Given exercise:
Reproduce the entries from their start through the line containing "0,494,1344,895", inclusive, switching "grassy slope" to "grass-covered hillside" and leaving everything else unchanged.
* * * * * * *
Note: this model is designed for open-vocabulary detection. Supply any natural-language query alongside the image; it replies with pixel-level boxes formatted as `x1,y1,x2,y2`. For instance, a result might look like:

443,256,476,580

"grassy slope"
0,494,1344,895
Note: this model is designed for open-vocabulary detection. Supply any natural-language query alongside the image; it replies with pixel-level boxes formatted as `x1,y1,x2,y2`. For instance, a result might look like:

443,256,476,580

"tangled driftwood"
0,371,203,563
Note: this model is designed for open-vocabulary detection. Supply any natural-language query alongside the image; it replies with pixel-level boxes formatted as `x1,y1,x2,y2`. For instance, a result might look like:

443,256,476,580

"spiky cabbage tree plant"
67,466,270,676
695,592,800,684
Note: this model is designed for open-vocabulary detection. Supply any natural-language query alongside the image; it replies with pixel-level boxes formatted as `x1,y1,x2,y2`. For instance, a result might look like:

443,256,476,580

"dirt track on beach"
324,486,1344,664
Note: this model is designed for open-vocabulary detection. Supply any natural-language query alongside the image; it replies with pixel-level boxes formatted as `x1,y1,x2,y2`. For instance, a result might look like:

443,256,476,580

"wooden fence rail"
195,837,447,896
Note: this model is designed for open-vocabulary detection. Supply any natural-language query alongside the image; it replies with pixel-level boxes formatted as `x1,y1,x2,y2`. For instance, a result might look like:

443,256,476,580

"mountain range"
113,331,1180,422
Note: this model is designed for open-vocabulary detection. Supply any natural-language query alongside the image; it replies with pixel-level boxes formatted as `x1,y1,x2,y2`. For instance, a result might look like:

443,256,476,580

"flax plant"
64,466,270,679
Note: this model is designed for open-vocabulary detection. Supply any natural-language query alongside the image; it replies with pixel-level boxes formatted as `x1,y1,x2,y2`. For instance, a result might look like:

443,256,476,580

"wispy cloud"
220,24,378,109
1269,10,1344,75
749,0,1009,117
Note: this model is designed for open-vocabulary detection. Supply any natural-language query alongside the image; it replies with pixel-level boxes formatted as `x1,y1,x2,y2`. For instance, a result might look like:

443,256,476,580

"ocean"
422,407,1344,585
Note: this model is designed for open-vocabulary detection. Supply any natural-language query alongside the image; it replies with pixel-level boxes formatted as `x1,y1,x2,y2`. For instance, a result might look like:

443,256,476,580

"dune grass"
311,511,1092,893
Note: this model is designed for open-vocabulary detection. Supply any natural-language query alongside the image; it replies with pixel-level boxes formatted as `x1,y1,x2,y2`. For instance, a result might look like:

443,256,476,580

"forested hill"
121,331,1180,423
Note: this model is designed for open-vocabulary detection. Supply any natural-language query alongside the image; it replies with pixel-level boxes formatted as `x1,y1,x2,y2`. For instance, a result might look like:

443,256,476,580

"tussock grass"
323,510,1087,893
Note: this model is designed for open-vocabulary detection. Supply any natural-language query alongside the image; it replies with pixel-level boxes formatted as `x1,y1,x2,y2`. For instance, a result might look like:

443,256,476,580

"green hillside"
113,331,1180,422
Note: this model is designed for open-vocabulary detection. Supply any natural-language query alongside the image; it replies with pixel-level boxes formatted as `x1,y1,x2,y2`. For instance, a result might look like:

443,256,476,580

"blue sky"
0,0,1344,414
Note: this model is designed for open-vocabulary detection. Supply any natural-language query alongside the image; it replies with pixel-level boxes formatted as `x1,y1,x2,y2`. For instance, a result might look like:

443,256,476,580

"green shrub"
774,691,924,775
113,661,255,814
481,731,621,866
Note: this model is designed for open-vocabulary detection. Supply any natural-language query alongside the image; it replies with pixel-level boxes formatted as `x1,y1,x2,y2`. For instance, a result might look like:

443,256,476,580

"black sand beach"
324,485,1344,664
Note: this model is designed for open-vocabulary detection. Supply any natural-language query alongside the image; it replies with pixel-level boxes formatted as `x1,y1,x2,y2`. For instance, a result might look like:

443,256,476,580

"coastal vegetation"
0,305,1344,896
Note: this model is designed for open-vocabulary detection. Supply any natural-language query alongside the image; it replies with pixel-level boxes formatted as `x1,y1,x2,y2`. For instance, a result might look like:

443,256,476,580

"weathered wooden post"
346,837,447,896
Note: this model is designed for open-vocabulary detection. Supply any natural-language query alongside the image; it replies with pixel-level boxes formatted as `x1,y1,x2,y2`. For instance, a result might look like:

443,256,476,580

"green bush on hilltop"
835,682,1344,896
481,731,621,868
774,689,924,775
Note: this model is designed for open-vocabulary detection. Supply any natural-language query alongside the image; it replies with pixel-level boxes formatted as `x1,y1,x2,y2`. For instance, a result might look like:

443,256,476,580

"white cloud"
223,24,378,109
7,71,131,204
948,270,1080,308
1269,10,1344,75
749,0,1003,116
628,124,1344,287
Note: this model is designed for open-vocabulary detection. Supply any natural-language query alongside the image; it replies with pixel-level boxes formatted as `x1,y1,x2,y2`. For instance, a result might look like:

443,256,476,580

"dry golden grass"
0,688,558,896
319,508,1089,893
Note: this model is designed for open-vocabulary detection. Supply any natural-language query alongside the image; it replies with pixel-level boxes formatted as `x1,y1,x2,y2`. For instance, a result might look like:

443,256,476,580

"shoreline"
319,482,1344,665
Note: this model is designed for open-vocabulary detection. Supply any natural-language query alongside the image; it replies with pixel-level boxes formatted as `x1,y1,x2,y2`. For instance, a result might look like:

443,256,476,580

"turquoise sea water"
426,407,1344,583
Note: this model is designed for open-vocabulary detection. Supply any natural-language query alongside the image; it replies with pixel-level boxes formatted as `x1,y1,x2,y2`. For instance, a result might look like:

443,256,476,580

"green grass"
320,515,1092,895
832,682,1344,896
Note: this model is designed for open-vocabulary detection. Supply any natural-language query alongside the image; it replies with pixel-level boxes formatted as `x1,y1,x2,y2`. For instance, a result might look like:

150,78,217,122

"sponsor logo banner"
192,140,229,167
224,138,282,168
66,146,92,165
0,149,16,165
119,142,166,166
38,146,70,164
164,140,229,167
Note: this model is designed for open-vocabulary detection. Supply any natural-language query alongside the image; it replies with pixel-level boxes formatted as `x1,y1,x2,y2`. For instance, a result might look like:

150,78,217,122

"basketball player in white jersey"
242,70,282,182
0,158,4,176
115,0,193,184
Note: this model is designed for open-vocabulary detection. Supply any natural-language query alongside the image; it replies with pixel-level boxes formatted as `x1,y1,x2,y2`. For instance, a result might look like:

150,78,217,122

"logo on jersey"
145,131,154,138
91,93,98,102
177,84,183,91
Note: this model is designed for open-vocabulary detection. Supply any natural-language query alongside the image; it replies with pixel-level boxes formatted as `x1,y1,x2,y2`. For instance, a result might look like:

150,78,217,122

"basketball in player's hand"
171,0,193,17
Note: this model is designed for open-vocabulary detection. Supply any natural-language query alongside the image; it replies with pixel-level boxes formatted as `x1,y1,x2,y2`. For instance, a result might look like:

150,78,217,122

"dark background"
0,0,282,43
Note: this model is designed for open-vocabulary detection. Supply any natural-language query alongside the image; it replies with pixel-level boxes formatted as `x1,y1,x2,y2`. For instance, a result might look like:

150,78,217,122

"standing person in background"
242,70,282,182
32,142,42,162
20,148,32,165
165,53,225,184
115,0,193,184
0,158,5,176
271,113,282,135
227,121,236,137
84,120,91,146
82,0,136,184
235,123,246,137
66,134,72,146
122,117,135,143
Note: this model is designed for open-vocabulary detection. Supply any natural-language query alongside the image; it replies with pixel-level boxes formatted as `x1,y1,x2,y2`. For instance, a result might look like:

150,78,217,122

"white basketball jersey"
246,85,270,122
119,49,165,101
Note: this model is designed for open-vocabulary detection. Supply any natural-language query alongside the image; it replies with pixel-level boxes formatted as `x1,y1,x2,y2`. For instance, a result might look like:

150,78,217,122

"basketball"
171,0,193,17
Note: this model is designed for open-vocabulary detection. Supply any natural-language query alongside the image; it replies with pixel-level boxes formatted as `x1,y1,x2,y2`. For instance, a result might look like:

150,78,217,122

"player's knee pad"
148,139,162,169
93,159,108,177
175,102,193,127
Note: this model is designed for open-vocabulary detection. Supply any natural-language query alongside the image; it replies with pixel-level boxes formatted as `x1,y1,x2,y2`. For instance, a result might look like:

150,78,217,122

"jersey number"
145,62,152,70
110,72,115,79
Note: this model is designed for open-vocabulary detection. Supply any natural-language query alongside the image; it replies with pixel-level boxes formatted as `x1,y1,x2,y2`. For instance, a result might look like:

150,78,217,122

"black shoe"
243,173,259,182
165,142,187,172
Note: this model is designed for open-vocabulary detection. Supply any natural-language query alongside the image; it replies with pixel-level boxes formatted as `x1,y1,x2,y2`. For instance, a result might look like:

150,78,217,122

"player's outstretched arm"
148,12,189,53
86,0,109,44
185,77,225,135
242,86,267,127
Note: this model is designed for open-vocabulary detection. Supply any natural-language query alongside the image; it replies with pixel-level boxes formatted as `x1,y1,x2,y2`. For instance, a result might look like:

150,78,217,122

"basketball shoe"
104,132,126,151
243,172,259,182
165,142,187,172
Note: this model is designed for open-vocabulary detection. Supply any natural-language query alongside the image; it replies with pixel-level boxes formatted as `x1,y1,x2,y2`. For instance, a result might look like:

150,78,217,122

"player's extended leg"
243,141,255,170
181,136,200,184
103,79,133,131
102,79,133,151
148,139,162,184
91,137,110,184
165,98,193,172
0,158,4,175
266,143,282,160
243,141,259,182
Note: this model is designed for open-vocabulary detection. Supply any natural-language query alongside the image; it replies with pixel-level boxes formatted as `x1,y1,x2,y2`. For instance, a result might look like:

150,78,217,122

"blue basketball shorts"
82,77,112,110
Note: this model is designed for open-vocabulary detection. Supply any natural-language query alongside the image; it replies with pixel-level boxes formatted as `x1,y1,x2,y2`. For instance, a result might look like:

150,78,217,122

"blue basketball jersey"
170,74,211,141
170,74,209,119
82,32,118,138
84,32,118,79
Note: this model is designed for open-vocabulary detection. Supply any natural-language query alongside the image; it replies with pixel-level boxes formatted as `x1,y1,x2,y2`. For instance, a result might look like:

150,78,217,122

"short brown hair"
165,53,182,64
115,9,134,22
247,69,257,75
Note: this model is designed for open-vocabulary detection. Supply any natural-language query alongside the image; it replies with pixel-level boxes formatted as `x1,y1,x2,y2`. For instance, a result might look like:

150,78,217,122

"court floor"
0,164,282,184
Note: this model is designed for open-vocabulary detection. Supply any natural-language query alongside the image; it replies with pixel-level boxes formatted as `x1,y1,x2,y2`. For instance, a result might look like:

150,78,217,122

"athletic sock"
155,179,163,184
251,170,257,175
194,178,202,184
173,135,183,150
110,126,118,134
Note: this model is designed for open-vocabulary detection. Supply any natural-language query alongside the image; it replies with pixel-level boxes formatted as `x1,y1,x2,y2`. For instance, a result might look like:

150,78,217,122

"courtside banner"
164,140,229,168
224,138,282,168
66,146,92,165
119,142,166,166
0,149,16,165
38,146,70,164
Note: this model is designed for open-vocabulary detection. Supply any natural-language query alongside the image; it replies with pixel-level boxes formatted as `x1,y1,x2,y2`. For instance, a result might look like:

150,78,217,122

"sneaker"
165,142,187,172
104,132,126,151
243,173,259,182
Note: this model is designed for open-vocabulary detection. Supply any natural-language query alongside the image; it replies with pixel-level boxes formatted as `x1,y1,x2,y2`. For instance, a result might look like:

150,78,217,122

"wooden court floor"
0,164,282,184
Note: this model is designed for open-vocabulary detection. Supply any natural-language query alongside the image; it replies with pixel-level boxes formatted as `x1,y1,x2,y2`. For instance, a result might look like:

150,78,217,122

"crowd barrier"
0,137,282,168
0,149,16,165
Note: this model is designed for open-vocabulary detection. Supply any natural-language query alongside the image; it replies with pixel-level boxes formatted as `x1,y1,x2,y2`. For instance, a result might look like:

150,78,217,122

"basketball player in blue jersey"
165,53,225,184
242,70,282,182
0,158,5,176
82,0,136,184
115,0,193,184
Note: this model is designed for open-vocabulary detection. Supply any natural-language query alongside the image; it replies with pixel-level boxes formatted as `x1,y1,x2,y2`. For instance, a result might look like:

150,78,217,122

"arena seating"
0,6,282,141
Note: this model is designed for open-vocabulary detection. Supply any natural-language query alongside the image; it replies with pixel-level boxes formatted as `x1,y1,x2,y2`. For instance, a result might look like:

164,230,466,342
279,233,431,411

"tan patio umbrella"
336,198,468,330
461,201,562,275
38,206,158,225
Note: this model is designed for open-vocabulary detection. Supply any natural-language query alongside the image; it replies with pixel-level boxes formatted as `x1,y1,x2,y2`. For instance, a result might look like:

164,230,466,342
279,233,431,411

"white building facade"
* * * * * * *
The output:
Note: this model is designed for open-vocabulary detection. Supply any natural-language query alongside the image; it replies with pixel-level boxes formatted as `x1,y1,x2,y2`. For instance, a result might look like:

443,256,476,580

"grass-covered hillside"
0,494,1344,895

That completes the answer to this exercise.